* _Requirement_:
Answer these questions from the text on Spice Engineering, one a line:
1. In which two championships did the team compete?
2. Whose sponsorship funded the company at its founding?
3. Which new chassis did the team help develop for 1985?

Spice Engineering was a British racing team founded by driver Gordon Spice with Raymond Bellm in the early 1980s, later becoming a successful sports car constructor in 1986. They competed in the World Sportscar Championship in Europe as well as the IMSA GT Championship in North America, at times partnering with major manufacturers such as General Motors and Honda as well as race engine manufacturer Comptech.

==Team history==
When founded by Gordon Spice and Raymond Bellm, who funded the company with Listerine sponsorship, Spice Engineering initially used Tiga sports cars in the World Sportscar Championship, running in the smaller C2 category. Debuting in the 1984 season, the team managed to score five class wins in the championship, aiding Tiga in finishing third in the constructor's standings. For 1985, the engineering arm of Spice began to develop, as the team assisted in the development of the new Tiga GC85 chassis. Gordon Spice and Ray Bellm managed to take another five class victories that year, including at the 24 Hours of Le Mans, and winning the teams championship.

* _Data for analysis_:
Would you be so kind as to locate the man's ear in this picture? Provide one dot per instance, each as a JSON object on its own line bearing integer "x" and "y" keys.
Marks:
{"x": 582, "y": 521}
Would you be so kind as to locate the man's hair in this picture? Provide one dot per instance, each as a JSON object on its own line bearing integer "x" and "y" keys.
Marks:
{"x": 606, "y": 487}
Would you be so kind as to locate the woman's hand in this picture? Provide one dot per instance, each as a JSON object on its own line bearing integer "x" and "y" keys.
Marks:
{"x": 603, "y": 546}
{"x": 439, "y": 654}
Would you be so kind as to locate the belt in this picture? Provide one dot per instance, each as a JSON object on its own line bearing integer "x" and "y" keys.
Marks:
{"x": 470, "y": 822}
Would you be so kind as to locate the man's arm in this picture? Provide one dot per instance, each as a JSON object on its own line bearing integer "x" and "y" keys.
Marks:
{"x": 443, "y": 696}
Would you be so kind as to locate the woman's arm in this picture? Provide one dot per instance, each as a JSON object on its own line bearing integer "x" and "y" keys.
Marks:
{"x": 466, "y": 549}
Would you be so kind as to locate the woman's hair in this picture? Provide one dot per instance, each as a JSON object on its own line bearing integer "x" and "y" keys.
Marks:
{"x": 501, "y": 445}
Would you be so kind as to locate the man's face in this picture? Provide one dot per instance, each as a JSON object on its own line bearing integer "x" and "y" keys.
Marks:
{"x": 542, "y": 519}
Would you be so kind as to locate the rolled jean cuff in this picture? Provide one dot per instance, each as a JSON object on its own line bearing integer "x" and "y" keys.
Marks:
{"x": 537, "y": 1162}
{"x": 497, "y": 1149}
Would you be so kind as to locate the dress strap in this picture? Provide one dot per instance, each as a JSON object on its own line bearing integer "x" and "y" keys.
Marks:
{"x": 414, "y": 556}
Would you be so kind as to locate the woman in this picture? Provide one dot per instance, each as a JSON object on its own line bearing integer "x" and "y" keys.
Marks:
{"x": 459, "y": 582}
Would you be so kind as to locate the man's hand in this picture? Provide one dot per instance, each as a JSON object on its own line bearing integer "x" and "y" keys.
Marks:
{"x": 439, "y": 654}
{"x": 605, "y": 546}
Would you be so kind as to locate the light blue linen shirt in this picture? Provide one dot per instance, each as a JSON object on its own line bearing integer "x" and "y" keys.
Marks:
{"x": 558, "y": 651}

* _Exercise solution_:
1. The World Sportscar Championship in Europe and the IMSA GT Championship in North America.
2. Listerine's.
3. The Tiga GC85.